**Record set**

Begin

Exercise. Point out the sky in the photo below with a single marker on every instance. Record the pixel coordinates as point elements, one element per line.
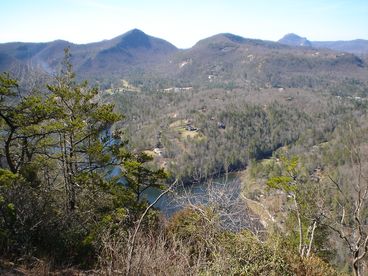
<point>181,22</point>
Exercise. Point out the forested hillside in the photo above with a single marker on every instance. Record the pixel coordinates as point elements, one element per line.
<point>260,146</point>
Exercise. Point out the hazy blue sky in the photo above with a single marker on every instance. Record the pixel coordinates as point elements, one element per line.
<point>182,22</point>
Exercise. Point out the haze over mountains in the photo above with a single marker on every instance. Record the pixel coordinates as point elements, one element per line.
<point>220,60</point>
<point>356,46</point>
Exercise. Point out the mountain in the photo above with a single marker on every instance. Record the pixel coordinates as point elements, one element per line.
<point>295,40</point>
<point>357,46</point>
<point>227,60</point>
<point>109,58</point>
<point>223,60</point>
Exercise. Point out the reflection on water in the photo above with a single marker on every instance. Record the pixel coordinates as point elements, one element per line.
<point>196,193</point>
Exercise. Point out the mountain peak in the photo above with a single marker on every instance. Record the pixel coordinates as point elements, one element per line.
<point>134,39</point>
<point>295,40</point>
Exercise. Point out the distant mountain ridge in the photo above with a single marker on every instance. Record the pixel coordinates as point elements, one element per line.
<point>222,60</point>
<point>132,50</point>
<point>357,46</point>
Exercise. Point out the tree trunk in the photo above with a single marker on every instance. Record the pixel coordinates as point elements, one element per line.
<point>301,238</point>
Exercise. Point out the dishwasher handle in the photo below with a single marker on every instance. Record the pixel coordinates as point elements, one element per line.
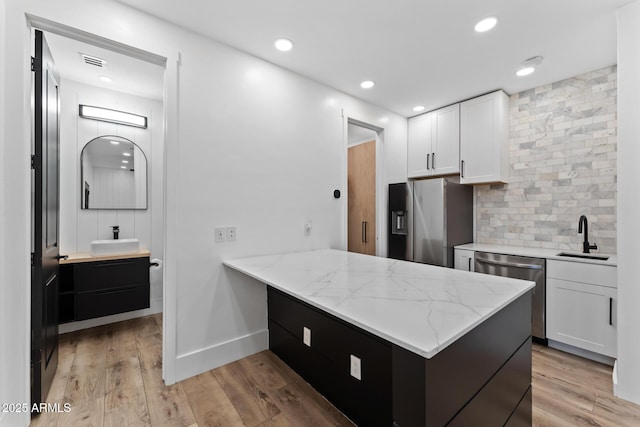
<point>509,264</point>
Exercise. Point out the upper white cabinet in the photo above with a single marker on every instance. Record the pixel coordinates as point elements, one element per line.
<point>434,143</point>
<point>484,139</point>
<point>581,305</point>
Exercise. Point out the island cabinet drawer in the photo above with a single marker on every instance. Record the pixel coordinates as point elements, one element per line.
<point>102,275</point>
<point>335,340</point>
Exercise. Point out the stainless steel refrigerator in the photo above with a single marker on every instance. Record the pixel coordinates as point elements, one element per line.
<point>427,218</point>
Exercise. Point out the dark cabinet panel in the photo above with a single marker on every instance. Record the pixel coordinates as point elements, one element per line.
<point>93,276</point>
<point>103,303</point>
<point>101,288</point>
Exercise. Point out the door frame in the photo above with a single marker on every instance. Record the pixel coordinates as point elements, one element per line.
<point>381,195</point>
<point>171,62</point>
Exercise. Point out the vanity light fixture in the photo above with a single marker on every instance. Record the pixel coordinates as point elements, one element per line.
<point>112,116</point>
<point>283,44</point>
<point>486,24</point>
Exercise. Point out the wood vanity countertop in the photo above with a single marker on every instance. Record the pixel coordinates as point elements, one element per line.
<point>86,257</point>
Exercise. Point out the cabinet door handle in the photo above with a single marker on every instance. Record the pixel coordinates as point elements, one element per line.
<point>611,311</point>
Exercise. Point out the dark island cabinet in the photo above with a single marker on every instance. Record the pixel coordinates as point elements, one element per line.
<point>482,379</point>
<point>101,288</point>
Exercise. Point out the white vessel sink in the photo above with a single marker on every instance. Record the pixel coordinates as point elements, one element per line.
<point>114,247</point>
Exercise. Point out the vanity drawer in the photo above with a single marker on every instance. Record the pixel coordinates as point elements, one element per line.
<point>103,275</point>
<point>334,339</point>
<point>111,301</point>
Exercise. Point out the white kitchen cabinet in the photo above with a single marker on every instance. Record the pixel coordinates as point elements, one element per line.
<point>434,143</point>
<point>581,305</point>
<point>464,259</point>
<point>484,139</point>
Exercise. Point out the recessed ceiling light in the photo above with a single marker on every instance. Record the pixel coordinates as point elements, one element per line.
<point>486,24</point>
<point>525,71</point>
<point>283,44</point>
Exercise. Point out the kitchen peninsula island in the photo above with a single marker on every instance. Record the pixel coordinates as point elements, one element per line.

End

**Challenge**
Turn the records above into a numbered list with one line per number, skipping any blank lines and leaving out the pictures.

**Exercise output**
1. Exercise. Point out the sky in the photo below with a single marker on every instance. Record the pixel coordinates as point elements, one element per line.
2. <point>181,22</point>
3. Exercise. Point out the forested hillside in the photo above with a single marker on every instance. Record the pixel coordinates as point elements, one element per line.
4. <point>260,146</point>
5. Exercise. Point out the hazy blue sky in the photo above with a single marker on every instance. Record the pixel coordinates as point elements, one element per line.
6. <point>182,22</point>
7. Exercise. Point out the haze over mountains in the photo above with a single marker on every instance. Record the pixel coordinates as point elements, one element per line.
8. <point>220,60</point>
9. <point>356,46</point>
10. Exercise. Point out the mountain in the photo above with a single marker on every instance. Record the pixel coordinates as point elements, one element per line.
11. <point>295,40</point>
12. <point>357,46</point>
13. <point>227,60</point>
14. <point>109,58</point>
15. <point>223,60</point>
16. Exercise. Point out the reflection on water in the photo above with a single marker on every instance. Record the pixel coordinates as point elements, one element per line.
17. <point>196,193</point>
18. Exercise. Point out the mountain peak in the photo above with a single marker on every instance. Record the pixel coordinates as point elements, one element per line.
19. <point>134,39</point>
20. <point>295,40</point>
21. Exercise. Point out the distant mountain ridge in the photo above with a single marker on every instance. Record the pixel coordinates as point elements, one element per line.
22. <point>222,60</point>
23. <point>132,50</point>
24. <point>357,46</point>
25. Exercise. Point out the tree trunk in the photo above with a single marker on every instance. Record the pixel coordinates as point elements, one element per line.
26. <point>301,238</point>
27. Exercise. Point out the dishwasher handle in the photo below with a single marker on every instance. Record the pixel coordinates as point elements, one element per line.
28. <point>509,264</point>
29. Exercise. Point out the upper white cabinet in the photo above with a single marker on every instance. Record the pixel coordinates as point elements, one element per line.
30. <point>434,143</point>
31. <point>484,139</point>
32. <point>581,305</point>
33. Exercise. Point out the island cabinet drawer in the photo above with a single marker on every instance. Record the pixel coordinates as point elements, one element per line.
34. <point>102,275</point>
35. <point>335,340</point>
36. Exercise. Point out the stainless steel refrigerator in the photo above with a single marker on every instance. Record the pixel coordinates as point elements, one element per line.
37. <point>427,218</point>
38. Exercise. Point out the dark cabinet panel in the photo above with a single marker on every instance. Record the pixel coordinates as point elements, one element per line.
39. <point>93,276</point>
40. <point>103,303</point>
41. <point>101,288</point>
42. Exercise. Point out the door frame in the photo above with a single marker on every instance. Record the pixel coordinates as point elements, one element per line.
43. <point>381,195</point>
44. <point>171,62</point>
45. Exercise. Point out the vanity light fixture in the photo above with a single marker on every instance. Record the pixel coordinates as point elements, one element per line.
46. <point>112,116</point>
47. <point>283,44</point>
48. <point>486,24</point>
49. Exercise. Point out the wood vanity countertop in the photo above with a single marker on every instance. Record the pixel coordinates as point elements, one element per line.
50. <point>86,257</point>
51. Exercise. Point out the cabinet door handle in the photo above with a single marker on every instance. Record the pixel coordinates as point elements, one element per line.
52. <point>611,311</point>
53. Exercise. Point out the dark island cabinet in the photo above with a single marker on every instance. Record the pixel coordinates as point elements, one element per line.
54. <point>482,379</point>
55. <point>101,288</point>
56. Exercise. Point out the white vessel sink in the photo above with a single marker on every instance. Record the pixel coordinates as point elements, one element per line.
57. <point>114,247</point>
58. Exercise. Point out the vanity drawer in the photo above with a single marker on every instance. Record the pixel coordinates as point elements, one element per line.
59. <point>103,275</point>
60. <point>334,339</point>
61. <point>111,301</point>
62. Exercise. Point out the white kitchen cabinet in the photo above with a single marker on every instance. Record the pixel coordinates as point elements, one element per line.
63. <point>434,143</point>
64. <point>581,305</point>
65. <point>464,259</point>
66. <point>484,139</point>
67. Exercise. Point out the recessed ceiling light in the photo above with a single marker on every instance. Record the pixel coordinates as point elements, one element per line.
68. <point>486,24</point>
69. <point>525,71</point>
70. <point>283,44</point>
71. Exercise. Point out the kitchen peninsula island in the photo above with a single marker on every instance. Record the pixel coordinates as point elements, one element per line.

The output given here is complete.